> [SUPPLIED PASSAGE]:
━━━
Here are some iMazing links:

https://imazing.com/faq

Oh, I’ve replaced iBooks with MapleRead SE on my iDevices: http://maplepop.com/web/mr/index.php

Hmm, bummer. If it’s just on top of Apple’s sync and that doesn’t work, we appear to be SOL. :frowning:

It was. I thought though you need to have an encrypted backup to get iTunes to actually back up all of your data. I thought I remembered reading that if you don’t encrypt your backup certain items will not be backed up for security reasons.

Anyway, I feel like the backup itself worked. She sees her settings on the new iPhone. It’s the syncing after the initial backup that should bring back her 3rd party apps and stuff like music/photos/books that doesn’t work.

In fact, yesterday we tested just syncing to the new iPhone to see what would get synced since her Mac of course does have some synced content form < October when all this iTunes baloney started. Sure enough, the sync to her new iPhone will also give an error and fail to complete. One or two syncs worked before the errors started. So she was able to sync her contacts and calendars in those initial syncs that worked (we wanted to add items to sync one by one as suggested further above), but she couldn’t get her books for example.

Since these sync issues are happening with two devices it almost appears to me as if they’re related to something in iTunes or possibly her iPhone settings - but I couldn’t find anything in reset options on her phone that sounded like reset all syncing.

This “initial” backup, when did you do it? When moving to a new iDevice, I NEVER backup the new one until I’m sure everything has been brought over after doing a Restore from the very last backup of the old iDevice.

Simon wrote: “Hmm, bummer. If it’s just on top of Apple’s sync and that doesn’t work, we appear to be SOL.”

You’re not SOL, but you are in a disaster recovery mode. The odds of the old phone ever syncing again without a restore (which includes an erase) is probably nil since you’ve been trying everything else with no luck. You need to get as much data as possible off of the old phone, and as much of that as possible onto the new phone.

iMazing can help with such a rescue, Apple can’t. Probably other third party apps can help too, but iMazing has an extensive feature set, very good documentation (which you’ll need) and a lot of happy users, so it’s the best bet you’ve got right now. After you’ve got everything possible transferred, you can decide how you want to do the backups and syncing going into the future.

Once all of the data is is off and transferred, and your wife is satisfied with the results, you can try restoring the old phone from scratch and see if that fixes it.
━━━
> [TASK REQUIREMENTS]:
1. According to the forum thread on iPhone syncing, what app replaced iBooks on one poster's devices?
2. Write the next part of the forum thread on iPhone syncing, picking up right after its last sentence.
The listing that follows is separate material, unrelated to the forum thread on iPhone syncing.
━━━
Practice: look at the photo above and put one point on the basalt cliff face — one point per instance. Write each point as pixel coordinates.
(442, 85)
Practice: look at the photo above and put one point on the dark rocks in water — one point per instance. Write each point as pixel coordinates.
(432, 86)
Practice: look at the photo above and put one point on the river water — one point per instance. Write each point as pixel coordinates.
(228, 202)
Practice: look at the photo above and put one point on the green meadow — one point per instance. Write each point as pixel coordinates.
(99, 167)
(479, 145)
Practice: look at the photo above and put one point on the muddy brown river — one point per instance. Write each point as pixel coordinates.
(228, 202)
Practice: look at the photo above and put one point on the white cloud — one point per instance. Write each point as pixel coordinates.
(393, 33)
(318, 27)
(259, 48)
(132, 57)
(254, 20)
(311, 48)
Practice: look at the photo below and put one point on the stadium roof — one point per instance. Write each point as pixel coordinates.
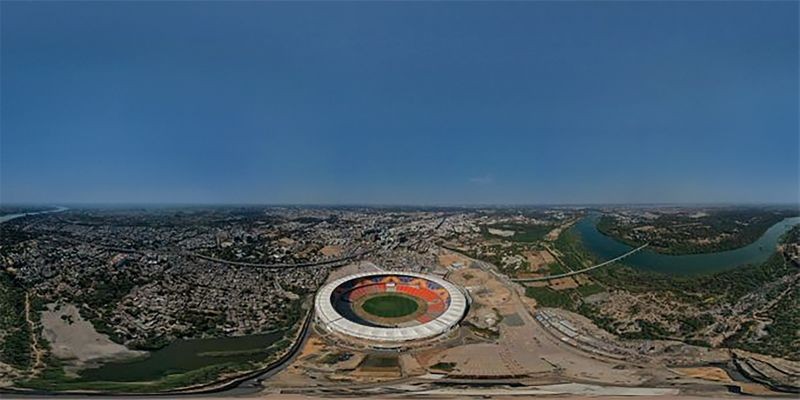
(333, 321)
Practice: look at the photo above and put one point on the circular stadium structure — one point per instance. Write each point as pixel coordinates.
(389, 308)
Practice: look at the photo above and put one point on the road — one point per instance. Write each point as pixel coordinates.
(581, 271)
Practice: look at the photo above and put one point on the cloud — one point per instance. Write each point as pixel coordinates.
(482, 180)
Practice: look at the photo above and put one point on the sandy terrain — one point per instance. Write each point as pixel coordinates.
(500, 232)
(331, 251)
(563, 283)
(539, 259)
(447, 258)
(74, 339)
(707, 373)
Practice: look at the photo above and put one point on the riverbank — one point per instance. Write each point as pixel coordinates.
(604, 247)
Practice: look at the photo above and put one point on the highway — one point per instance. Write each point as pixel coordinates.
(581, 271)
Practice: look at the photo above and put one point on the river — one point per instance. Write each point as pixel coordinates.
(185, 355)
(605, 247)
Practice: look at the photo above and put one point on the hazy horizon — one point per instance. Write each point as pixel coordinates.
(404, 104)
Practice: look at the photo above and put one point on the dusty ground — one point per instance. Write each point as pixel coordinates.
(706, 373)
(446, 258)
(538, 259)
(331, 251)
(563, 283)
(77, 341)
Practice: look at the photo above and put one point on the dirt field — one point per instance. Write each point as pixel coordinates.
(75, 340)
(447, 258)
(539, 259)
(563, 283)
(707, 373)
(331, 251)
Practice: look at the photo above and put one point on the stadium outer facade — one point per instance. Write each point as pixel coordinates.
(331, 320)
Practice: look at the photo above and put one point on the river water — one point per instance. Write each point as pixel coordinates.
(604, 248)
(185, 355)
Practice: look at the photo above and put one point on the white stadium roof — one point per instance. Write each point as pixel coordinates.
(333, 321)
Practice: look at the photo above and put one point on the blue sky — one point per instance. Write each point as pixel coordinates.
(399, 103)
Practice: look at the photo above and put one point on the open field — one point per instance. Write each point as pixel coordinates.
(390, 305)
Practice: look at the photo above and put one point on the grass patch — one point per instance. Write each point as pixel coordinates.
(390, 306)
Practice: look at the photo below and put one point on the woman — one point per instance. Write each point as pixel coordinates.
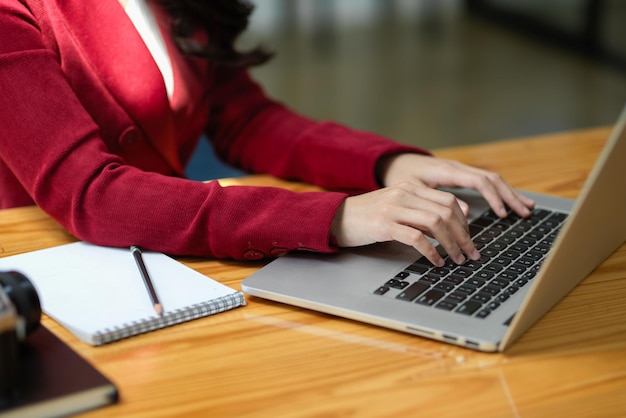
(103, 102)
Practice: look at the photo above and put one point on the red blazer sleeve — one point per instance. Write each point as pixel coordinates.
(65, 158)
(263, 136)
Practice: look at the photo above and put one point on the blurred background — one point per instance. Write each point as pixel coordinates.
(440, 73)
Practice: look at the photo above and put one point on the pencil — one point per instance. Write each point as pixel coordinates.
(136, 252)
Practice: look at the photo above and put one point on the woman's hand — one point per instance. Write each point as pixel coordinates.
(435, 172)
(410, 208)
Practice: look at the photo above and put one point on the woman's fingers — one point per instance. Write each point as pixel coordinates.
(407, 213)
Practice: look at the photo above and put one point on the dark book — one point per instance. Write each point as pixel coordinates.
(54, 380)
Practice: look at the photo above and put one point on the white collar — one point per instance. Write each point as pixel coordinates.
(142, 17)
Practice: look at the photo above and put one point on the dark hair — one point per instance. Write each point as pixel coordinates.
(222, 21)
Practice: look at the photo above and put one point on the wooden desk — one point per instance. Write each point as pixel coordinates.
(269, 360)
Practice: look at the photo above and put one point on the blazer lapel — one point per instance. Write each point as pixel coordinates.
(118, 54)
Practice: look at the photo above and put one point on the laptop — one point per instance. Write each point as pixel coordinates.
(527, 266)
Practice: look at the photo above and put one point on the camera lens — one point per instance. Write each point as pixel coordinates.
(24, 296)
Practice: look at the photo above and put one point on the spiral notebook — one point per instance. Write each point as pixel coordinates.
(98, 294)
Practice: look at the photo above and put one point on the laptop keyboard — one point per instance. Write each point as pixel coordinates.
(512, 250)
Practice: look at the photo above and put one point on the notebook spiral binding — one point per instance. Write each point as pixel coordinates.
(170, 318)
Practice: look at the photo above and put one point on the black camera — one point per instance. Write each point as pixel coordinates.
(20, 313)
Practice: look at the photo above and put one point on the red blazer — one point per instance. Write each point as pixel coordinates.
(87, 133)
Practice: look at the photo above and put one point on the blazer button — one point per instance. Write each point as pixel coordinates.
(278, 251)
(253, 255)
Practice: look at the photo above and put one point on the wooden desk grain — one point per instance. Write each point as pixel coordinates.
(271, 360)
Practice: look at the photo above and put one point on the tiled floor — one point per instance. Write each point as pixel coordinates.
(441, 81)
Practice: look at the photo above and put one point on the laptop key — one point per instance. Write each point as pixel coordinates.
(413, 291)
(446, 305)
(430, 297)
(469, 307)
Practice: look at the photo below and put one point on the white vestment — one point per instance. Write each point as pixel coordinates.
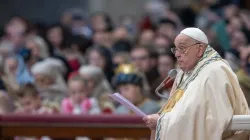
━━━
> [RESPONSES IN ORDER]:
1. MapleRead SE.

2.
My experience is that just because iMazing is forced by apple to use the same database backup, does not mean that the phone won’t sync with iMazing. I have terrible issues with my 4 iOS Devices, although mostly with my iPhone 6s Plus. Probably 90% of the time iTunes will not even recognize that the iPhone (and sometimes other devices) is plugged in by USB and doesn’t recognize if via WiFi either. iMazing on the other hand connects all 4 devices almost 100% of the time. Just today I was unable to get iTunes to connect to the iPhone so I did a (unnecessary) backup via USB with iMazing. When that finished, iTunes then recognized and connected to the iPhone. I am at this point 99% convinced the issue is iTunes. Which by the way, since the latest update (12.8.2.3) on Sierra, refuses to Quit. I have to Force Quit to get iTunes closed.

My bad. I should have been more clear in my wording. When I said “initial backup” I meant the initial restore we did to get the new iPhone working. It was restored from a backup of the old iPhone. The backup of the old phone seemed to work so I have no reason to believe the restore wouldn’t work. And indeed it does. But the following sync to the new iPhone which should transfer all the other stuff like photos/music/books and 3rd party apps, that’s the part that’s not working.

OK. You should be able to get the apps by downloading them direct from the App Store using its app on the new iPhone, ditto any music purchased from the iTunes Store. For the rest, it sounds like you may have to use iMazing 2 for a direct old iPhone to new iPhone transfer (or another application that will do the same thing).

BTW, I’ve stayed with iTunes 12.6.5.3 so I can still do app management in it since Apple removed it in 12.7 without a viable replacement.

Not an option. App prefs will be lost in the process. Same with playlists. We’re talking 30k tracks. There’s no way any of that will be redownloaded manually. And no, after this fiasco, the last thing she will ever do is sign up for Apple Musc or any of that. In fact, after seeing this massive CF, any sane person would have doubts about handing Apple just a single Dollar ever again.

She doesn’t care about app management and she doesn’t expect iTunes to do any of that. So the new iTunes would be fine. If it worked that is. But we already know for a fact the old iTunes doesn’t work either, so it’s moot. She does care about losing prefs set for dozens of 3rd party apps that do not foresee externally saving prefs and reloading via eg. Dropbox.

The question is if iMazing could do an entire phone-phone transfer. But from the sounds of above, since it relies on Apple’s sync and that’s broken, it will not be able to do that.

Simon wrote: “The question is if iMazing could do an entire phone-phone transfer. But from the sounds of above, since it relies on Apple’s sync and that’s broken, it will not be able to do that.”

What iMazing can do is talk directly to the old phone and copy many (not all) files from it, and copy them directly to the new phone. This uses Apple’s tools, but not the backup and/or sync utilities that have been failing for you. It can also access backups that iTunes did manage to make so you can see if they’re complete, and perhaps let you recover things like Contacts and Messages.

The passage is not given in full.